Short exercise
Write out all of the rows below again, swapping "photo" for "image" wherever it occurs and keeping everything else the same. Omit the pictures.

(Coordinate annotation records)

■ ■ ■ ■ ■

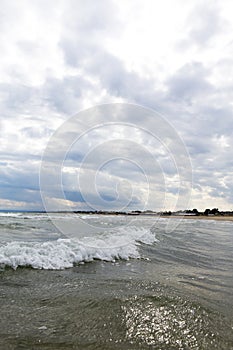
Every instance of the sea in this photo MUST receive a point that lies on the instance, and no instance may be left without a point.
(75, 281)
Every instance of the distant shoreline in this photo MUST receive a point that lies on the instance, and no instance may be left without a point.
(199, 217)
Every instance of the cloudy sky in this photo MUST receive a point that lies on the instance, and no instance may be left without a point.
(60, 58)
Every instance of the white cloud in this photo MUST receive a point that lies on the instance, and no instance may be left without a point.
(59, 57)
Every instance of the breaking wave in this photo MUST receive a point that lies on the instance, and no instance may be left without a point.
(65, 253)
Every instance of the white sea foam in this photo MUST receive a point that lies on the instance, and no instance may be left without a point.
(64, 253)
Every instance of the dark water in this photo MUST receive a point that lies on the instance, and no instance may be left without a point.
(176, 294)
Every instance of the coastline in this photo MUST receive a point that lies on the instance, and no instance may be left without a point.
(201, 217)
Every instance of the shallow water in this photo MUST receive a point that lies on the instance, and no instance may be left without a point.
(173, 292)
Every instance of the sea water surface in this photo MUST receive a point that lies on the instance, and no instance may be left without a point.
(131, 283)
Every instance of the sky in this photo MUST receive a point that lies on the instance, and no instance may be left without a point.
(112, 100)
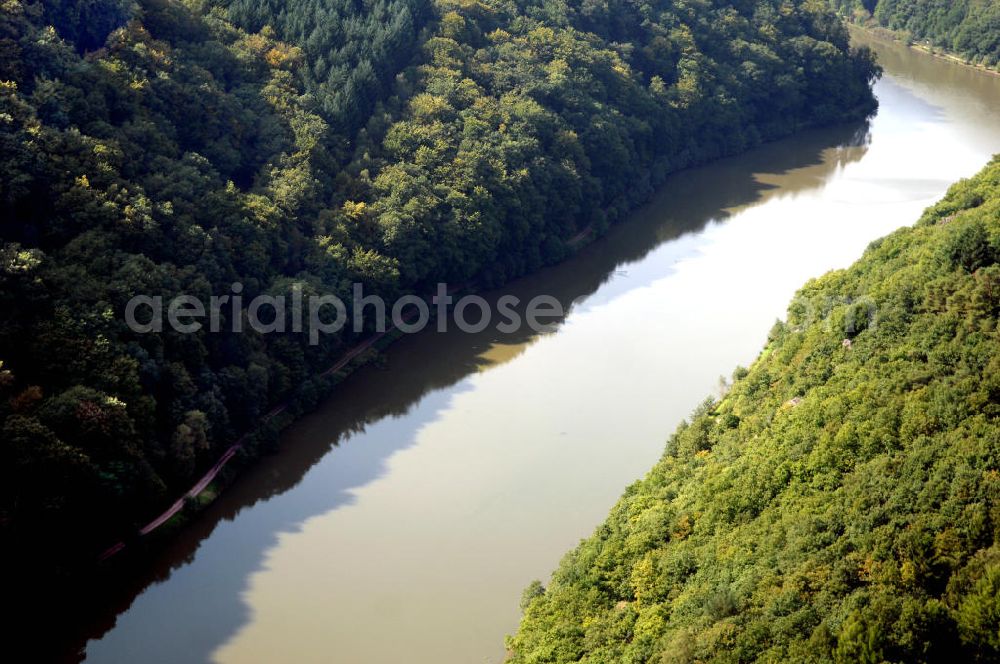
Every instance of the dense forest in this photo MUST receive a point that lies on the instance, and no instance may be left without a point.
(967, 28)
(164, 147)
(841, 502)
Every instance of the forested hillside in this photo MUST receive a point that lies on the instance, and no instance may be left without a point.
(841, 502)
(968, 28)
(166, 147)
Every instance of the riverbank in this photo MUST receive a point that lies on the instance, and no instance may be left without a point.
(876, 31)
(419, 502)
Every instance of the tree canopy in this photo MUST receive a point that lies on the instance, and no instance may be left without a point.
(841, 502)
(168, 147)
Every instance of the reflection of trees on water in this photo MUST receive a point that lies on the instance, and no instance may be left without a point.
(420, 367)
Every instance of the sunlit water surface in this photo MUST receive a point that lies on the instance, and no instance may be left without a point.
(401, 522)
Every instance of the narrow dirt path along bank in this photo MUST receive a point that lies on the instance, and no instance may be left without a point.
(402, 520)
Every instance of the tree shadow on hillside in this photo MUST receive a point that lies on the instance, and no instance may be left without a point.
(185, 601)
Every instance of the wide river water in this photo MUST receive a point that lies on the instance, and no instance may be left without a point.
(401, 521)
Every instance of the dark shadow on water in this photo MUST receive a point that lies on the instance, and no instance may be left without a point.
(185, 601)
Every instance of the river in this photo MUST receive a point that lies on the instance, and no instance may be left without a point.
(402, 520)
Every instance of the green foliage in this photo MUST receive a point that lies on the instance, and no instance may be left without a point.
(172, 146)
(969, 28)
(842, 502)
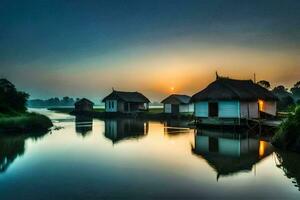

■ ■ ■ ■ ■

Worked solution
Every instance of the sea in this image MUST receive a point that lies on the instance, and no instance may be left without a point.
(75, 281)
Every instance of the distant shoreline in this image MUST receive a point that lies on the instance, and no instance may be left without a point.
(199, 217)
Every instance of the cloudy sky in this image MUST receive a point that lies on the instance, and no instance may be left without a point.
(60, 58)
Every instance of the white cloud in this image MUST receive a point that lies on the instance, and no instance may be left without a point.
(59, 57)
Every instance of the breaking wave in this image MUST receive a point that lies on the instance, and no instance may be left without a point.
(65, 253)
Every instance of the white sea foam in this image MUST receive a point that lies on the instance, and no instance may be left without a point.
(64, 253)
Every instance of the dark water in this image MUST receive a point that lies on the instance, and no instance may be left without a point.
(176, 294)
Every instance of the coastline in this image MUST receive a point that lies on the instance, and no instance may be left without a point.
(201, 217)
Every instance of the shallow water in this image MUST receive a point that lies on the instance, and no instance may be left without a point.
(173, 292)
Every instance of the sea water surface in this image MUST receive a point that lies on the instance, and no instance may be left without a point.
(131, 283)
Every instance of the sky in this image MUST receive a point that lies on the instance, and no instance may be left without a point.
(112, 100)
Every instance of the dense forest in this image MUST receive a point that lies on the instance, and no instance may be left without a point.
(967, 28)
(164, 147)
(841, 502)
Every instance of the forested hillside in this image MUST receive a point that lies on the instance, and no instance may be left without a point.
(841, 502)
(968, 28)
(166, 147)
Every instance of the riverbank in this image MUST receive a point that lies on the instance, and no instance may be left without a point.
(876, 31)
(419, 502)
Every instance of the tree canopy in this image MUST receive a point that lies on the instance, and no instance may be left without a point.
(841, 502)
(168, 147)
Every instance of the reflection of trees on water in this image MUST receive a point that lies on the instance, and no instance may be left without a point.
(420, 367)
Every instance of the sunlit water surface in this image MUST receive a point that lies on the instance, and no instance may be left without a point.
(401, 522)
Every instance of the narrow dirt path along bank in this image MUST receive a point that lies on the instance, and no instance may be left without a point.
(402, 520)
Every instance of the tree shadow on hillside in this image MUST receive a point that lies on the instance, and no instance may be left without a point.
(185, 601)
Every instance of the wide river water in this image MUST receive a point that lies on the instance, and no instance may be left without a point.
(401, 521)
Every instance of the dark shadow on water in this image MUST receive a point that lies on the instance, and no instance may be left without a point.
(185, 601)
Every instance of the river in this image MUST receive a point that lies on the instance, and no instance may be left without a point.
(402, 520)
Every instance of the green foliage in this image MUST receive a point that lies on the instance, and no instance may be left without a point.
(172, 146)
(969, 28)
(842, 502)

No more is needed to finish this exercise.